_Task goal_:
Collect every line of the listing below that contains the word "dark".

>> start Material for this exercise

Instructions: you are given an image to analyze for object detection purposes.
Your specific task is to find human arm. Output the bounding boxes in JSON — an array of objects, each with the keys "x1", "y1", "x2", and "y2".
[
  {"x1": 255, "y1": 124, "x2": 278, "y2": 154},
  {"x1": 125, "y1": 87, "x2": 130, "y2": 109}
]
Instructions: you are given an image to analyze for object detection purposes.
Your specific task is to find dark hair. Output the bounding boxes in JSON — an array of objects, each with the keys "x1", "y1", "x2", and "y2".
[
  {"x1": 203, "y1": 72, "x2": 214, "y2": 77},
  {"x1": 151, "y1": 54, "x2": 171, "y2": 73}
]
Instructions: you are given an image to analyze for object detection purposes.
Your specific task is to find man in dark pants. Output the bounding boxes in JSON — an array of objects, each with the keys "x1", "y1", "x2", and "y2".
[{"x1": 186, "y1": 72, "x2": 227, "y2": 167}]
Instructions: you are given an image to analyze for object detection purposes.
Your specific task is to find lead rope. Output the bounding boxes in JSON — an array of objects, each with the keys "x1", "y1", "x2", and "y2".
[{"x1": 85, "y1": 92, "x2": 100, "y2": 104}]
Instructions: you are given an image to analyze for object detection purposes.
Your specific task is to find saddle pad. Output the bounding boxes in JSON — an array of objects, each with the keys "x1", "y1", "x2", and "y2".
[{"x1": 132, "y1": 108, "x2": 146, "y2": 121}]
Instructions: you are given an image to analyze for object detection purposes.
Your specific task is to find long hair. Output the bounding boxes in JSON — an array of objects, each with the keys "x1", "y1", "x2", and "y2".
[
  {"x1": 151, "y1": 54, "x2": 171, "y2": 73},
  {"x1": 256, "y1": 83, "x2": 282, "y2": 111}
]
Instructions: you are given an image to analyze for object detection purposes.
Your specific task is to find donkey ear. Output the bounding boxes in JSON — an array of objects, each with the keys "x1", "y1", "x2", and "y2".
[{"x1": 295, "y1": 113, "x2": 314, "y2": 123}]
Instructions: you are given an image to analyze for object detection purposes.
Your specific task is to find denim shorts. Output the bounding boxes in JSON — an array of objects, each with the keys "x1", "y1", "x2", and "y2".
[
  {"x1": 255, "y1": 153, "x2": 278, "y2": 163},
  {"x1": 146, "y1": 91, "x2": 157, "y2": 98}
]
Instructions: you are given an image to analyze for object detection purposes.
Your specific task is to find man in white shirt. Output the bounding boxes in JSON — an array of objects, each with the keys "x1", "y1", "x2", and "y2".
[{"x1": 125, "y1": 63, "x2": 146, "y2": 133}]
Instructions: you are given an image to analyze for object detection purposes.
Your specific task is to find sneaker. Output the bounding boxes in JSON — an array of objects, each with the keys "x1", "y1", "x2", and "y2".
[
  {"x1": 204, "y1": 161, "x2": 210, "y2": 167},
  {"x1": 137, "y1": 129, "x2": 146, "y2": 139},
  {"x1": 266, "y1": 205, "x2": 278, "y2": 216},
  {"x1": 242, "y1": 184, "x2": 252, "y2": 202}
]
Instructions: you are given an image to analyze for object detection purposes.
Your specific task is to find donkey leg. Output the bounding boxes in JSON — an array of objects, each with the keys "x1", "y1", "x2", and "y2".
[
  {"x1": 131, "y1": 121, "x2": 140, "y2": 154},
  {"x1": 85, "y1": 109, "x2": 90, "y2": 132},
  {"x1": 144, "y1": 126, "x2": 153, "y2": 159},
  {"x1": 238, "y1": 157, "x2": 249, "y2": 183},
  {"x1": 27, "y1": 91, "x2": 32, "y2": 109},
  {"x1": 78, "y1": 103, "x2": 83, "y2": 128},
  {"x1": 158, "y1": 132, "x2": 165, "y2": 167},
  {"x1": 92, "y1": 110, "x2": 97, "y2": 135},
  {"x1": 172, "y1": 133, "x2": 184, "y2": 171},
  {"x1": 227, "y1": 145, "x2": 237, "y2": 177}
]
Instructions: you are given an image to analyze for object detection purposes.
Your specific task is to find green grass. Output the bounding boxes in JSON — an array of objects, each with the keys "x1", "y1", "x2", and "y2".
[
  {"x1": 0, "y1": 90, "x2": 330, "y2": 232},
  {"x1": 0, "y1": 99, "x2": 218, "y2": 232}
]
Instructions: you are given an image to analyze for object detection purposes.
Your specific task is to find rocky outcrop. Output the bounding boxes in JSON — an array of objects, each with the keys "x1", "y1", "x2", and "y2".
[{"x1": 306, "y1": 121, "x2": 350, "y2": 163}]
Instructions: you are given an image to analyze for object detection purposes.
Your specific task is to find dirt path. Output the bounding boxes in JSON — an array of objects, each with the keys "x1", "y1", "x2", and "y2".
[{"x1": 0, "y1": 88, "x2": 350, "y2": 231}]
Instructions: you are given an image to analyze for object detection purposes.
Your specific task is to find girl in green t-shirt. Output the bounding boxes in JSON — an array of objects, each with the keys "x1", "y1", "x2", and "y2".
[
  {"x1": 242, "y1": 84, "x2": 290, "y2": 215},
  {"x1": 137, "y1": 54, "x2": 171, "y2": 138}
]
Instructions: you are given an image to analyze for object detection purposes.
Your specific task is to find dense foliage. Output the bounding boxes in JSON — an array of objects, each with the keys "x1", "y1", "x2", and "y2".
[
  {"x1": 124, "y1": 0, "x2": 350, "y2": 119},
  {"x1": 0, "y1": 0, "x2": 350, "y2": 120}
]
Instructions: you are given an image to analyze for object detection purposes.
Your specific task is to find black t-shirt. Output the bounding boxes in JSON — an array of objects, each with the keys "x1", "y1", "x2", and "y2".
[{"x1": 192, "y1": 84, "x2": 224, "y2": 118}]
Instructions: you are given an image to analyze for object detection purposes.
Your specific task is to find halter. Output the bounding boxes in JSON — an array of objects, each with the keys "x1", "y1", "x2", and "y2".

>> end Material for this exercise

_Solution_:
Your specific task is to find dark hair. Output the bounding boxes in JSON — an array of objects, each with the keys "x1", "y1", "x2", and "y2".
Your specific task is to find man in dark pants. Output the bounding boxes in JSON — an array of objects, each with the keys "x1", "y1", "x2", and "y2".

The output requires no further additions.